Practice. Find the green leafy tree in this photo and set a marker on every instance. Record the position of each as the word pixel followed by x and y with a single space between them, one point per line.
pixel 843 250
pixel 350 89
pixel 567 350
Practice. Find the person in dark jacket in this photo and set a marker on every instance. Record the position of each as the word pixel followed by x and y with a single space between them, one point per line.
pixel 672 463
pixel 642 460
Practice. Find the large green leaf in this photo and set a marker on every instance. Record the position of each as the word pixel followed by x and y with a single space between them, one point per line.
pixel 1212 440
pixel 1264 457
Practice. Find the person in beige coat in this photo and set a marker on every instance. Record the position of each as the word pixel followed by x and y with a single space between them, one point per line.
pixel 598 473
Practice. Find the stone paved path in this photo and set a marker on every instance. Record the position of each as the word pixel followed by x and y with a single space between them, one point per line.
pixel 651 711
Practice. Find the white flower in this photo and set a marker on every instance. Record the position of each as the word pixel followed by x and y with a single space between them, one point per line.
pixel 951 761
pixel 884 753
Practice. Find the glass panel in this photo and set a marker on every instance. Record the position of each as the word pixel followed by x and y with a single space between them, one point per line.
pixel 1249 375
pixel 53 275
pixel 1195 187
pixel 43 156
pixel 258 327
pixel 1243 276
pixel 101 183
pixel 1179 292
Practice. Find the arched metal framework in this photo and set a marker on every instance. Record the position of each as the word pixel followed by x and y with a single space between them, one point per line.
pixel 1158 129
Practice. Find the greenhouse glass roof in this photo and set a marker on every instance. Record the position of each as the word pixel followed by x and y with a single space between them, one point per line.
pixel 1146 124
* * *
To be done: Reproduce all of the records above word for word, keeping their original order.

Reply to the task:
Practice. Find the green leafy tree in this photo and set a marker on every instance. Record the position of each as the word pixel followed by x and y with a single space between them, one point per line.
pixel 843 250
pixel 350 89
pixel 567 350
Practice. Find the person in dark jacket in this photo and set a marker on every instance. Record the position of each as the word pixel followed by x and y with a single space between them, one point per line.
pixel 672 463
pixel 642 460
Practice. Find the large green leaf in this photo and set a marker on every instance. Record the position of each as the word pixel followed by x and y with a single space between them, one point per line.
pixel 1212 440
pixel 1264 457
Practice. Find the person in beige coat in this photo and set a marker on every instance. Record the position of each as the word pixel followed by x and y with a single space between them, one point per line.
pixel 598 473
Practice. Find the stone paved path in this photo and set a marker on every instance. Record the position of each as the word pixel followed by x and y with a single space between them, one point per line.
pixel 651 711
Practice. Find the white flower in this photo and set a marker on every instance. Record the position of each as the word pixel followed by x and y with a single space between them, one point per line.
pixel 951 761
pixel 884 753
Practice. Find the glass panel in this photo and set a marker on every instance. Record the position of each as the word pixel followed by x and y with a single space between them, one point per line.
pixel 1249 375
pixel 53 275
pixel 1195 187
pixel 43 156
pixel 258 327
pixel 1243 276
pixel 101 183
pixel 1179 292
Practice. Find the arched metal framework in this photo and set a marker on every instance. Record the position of each as the word pixel followed by x and y with a single space between them, one point per line.
pixel 1158 129
Practice. Find the greenhouse glass roof in this photo and set a marker on every instance. Record the position of each as the word pixel followed by x and y with a single space between them, one point per line.
pixel 1146 124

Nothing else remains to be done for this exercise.